WORK TO COMPLETE:
[A] In the theorem on the sum of a geometric progression, what value is x required not to equal?
[B] Update the stretch from "Let $x$ be an" through "a geometric progression." in the theorem on the sum of a geometric progression, putting "usual" where "standard" stands.

# Sum of Geometric Progression

## Theorem

Let $x$ be an element of one of the standard number fields: $\Q, \R, \C$ such that $x \ne 1$.

Let $n \in \N_{>0}$.

Then:

$\displaystyle \sum_{j \mathop = 0}^{n - 1} x^j = \frac {x^n - 1} {x - 1}$

### Corollary 1

Let $a, a r, a r^2, \ldots, a r^{n-1}$ be a geometric progression.

EXCERPTED DATA:
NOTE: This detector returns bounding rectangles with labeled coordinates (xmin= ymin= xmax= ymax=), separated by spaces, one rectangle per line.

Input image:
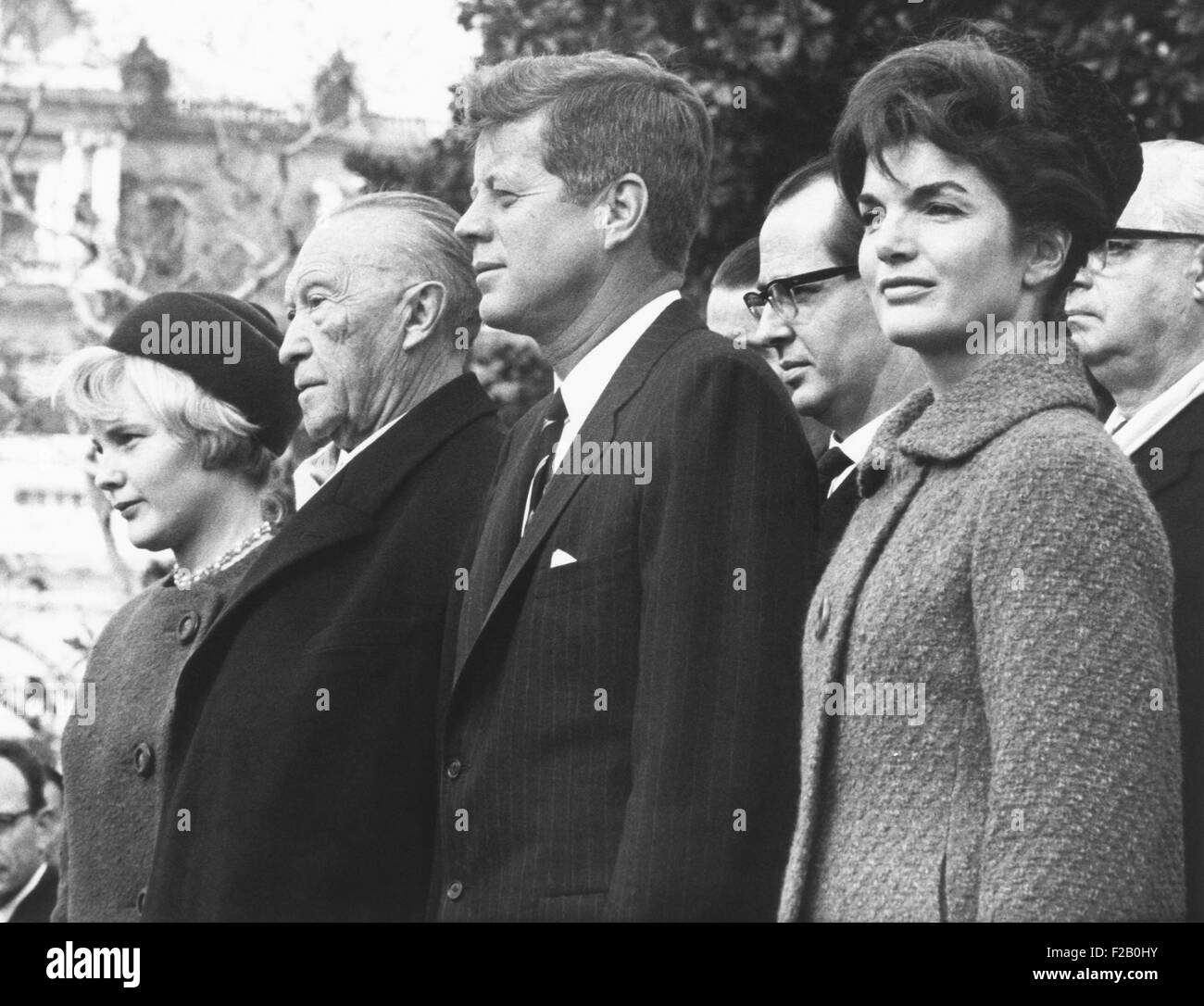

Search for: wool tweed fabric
xmin=779 ymin=353 xmax=1184 ymax=922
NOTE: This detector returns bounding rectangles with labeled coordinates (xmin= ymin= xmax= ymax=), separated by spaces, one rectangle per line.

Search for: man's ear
xmin=1187 ymin=245 xmax=1204 ymax=305
xmin=594 ymin=172 xmax=647 ymax=251
xmin=1023 ymin=227 xmax=1071 ymax=287
xmin=401 ymin=280 xmax=446 ymax=352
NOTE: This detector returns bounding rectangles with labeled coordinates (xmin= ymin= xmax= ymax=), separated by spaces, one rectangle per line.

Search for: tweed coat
xmin=1132 ymin=397 xmax=1204 ymax=922
xmin=433 ymin=300 xmax=818 ymax=922
xmin=144 ymin=373 xmax=502 ymax=922
xmin=779 ymin=353 xmax=1184 ymax=922
xmin=55 ymin=557 xmax=250 ymax=922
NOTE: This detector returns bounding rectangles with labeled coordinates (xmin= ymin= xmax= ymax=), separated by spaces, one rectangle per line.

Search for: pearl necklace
xmin=171 ymin=521 xmax=272 ymax=590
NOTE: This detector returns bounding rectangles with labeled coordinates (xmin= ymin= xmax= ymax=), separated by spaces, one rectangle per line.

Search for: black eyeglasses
xmin=1087 ymin=227 xmax=1204 ymax=272
xmin=0 ymin=807 xmax=33 ymax=835
xmin=744 ymin=265 xmax=858 ymax=321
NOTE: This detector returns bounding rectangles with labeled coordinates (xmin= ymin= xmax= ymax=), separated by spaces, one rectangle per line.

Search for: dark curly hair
xmin=832 ymin=25 xmax=1141 ymax=296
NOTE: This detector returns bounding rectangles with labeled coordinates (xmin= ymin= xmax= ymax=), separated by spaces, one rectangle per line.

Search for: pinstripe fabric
xmin=433 ymin=301 xmax=818 ymax=921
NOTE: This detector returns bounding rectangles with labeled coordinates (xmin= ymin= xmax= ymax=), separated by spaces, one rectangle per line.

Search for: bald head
xmin=1116 ymin=140 xmax=1204 ymax=233
xmin=1066 ymin=140 xmax=1204 ymax=416
xmin=280 ymin=193 xmax=479 ymax=450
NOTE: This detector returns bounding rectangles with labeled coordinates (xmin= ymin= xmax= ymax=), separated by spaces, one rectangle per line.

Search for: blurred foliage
xmin=348 ymin=0 xmax=1204 ymax=293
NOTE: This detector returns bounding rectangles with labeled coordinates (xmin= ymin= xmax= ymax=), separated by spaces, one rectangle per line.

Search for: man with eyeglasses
xmin=0 ymin=740 xmax=59 ymax=922
xmin=744 ymin=157 xmax=923 ymax=571
xmin=1066 ymin=140 xmax=1204 ymax=919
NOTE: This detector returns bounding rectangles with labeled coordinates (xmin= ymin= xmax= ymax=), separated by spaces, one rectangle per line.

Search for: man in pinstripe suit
xmin=433 ymin=53 xmax=818 ymax=921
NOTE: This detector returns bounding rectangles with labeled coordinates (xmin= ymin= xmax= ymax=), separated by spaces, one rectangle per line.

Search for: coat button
xmin=176 ymin=612 xmax=201 ymax=642
xmin=133 ymin=742 xmax=154 ymax=778
xmin=815 ymin=597 xmax=832 ymax=640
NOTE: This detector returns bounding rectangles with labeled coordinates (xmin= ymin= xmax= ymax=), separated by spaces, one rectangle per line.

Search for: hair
xmin=458 ymin=52 xmax=714 ymax=272
xmin=832 ymin=29 xmax=1119 ymax=296
xmin=326 ymin=192 xmax=481 ymax=348
xmin=766 ymin=154 xmax=864 ymax=265
xmin=52 ymin=346 xmax=273 ymax=488
xmin=710 ymin=237 xmax=761 ymax=290
xmin=1139 ymin=140 xmax=1204 ymax=233
xmin=0 ymin=738 xmax=45 ymax=813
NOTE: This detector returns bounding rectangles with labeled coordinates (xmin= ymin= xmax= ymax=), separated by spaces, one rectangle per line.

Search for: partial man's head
xmin=749 ymin=157 xmax=922 ymax=436
xmin=707 ymin=237 xmax=759 ymax=346
xmin=1066 ymin=140 xmax=1204 ymax=414
xmin=0 ymin=740 xmax=53 ymax=906
xmin=457 ymin=52 xmax=711 ymax=347
xmin=281 ymin=192 xmax=481 ymax=449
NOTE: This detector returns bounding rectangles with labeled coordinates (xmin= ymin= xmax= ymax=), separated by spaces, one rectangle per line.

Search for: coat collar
xmin=858 ymin=346 xmax=1096 ymax=497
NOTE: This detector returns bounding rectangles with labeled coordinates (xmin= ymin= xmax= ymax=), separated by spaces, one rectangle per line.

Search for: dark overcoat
xmin=55 ymin=553 xmax=245 ymax=922
xmin=433 ymin=301 xmax=816 ymax=921
xmin=144 ymin=374 xmax=502 ymax=922
xmin=1132 ymin=397 xmax=1204 ymax=921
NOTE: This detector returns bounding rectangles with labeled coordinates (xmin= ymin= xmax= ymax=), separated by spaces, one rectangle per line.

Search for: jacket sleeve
xmin=606 ymin=354 xmax=818 ymax=921
xmin=972 ymin=428 xmax=1184 ymax=922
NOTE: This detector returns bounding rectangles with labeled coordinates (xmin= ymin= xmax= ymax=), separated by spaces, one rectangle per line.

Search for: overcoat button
xmin=815 ymin=597 xmax=832 ymax=640
xmin=133 ymin=742 xmax=154 ymax=778
xmin=176 ymin=612 xmax=201 ymax=642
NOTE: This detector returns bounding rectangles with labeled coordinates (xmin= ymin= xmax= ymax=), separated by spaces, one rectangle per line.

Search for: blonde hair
xmin=51 ymin=346 xmax=273 ymax=488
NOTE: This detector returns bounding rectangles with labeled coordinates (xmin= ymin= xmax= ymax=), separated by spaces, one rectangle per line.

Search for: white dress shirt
xmin=553 ymin=290 xmax=682 ymax=470
xmin=1104 ymin=361 xmax=1204 ymax=457
xmin=828 ymin=409 xmax=895 ymax=497
xmin=0 ymin=862 xmax=45 ymax=922
xmin=293 ymin=412 xmax=407 ymax=509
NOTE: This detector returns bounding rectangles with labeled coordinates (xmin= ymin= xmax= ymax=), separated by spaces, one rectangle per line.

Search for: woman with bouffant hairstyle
xmin=779 ymin=29 xmax=1184 ymax=922
xmin=55 ymin=293 xmax=300 ymax=922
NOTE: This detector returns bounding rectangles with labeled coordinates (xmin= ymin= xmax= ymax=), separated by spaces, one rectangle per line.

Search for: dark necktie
xmin=519 ymin=390 xmax=569 ymax=534
xmin=815 ymin=446 xmax=852 ymax=500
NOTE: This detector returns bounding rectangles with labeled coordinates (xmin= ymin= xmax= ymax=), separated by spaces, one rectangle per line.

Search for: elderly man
xmin=746 ymin=157 xmax=924 ymax=572
xmin=433 ymin=53 xmax=815 ymax=921
xmin=1066 ymin=140 xmax=1204 ymax=921
xmin=144 ymin=193 xmax=502 ymax=921
xmin=0 ymin=740 xmax=59 ymax=922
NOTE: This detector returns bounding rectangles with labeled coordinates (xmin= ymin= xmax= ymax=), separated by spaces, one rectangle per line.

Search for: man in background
xmin=1066 ymin=140 xmax=1204 ymax=921
xmin=749 ymin=157 xmax=924 ymax=570
xmin=0 ymin=740 xmax=59 ymax=922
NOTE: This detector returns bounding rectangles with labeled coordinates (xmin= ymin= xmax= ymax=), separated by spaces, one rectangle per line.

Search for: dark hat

RESULTS FOR EACH TASK:
[A] x must not equal 1.

[B]
Let $x$ be an element of one of the usual number fields: $\Q, \R, \C$ such that $x \ne 1$.

Let $n \in \N_{>0}$.

Then:

$\displaystyle \sum_{j \mathop = 0}^{n - 1} x^j = \frac {x^n - 1} {x - 1}$

### Corollary 1

Let $a, a r, a r^2, \ldots, a r^{n-1}$ be a geometric progression.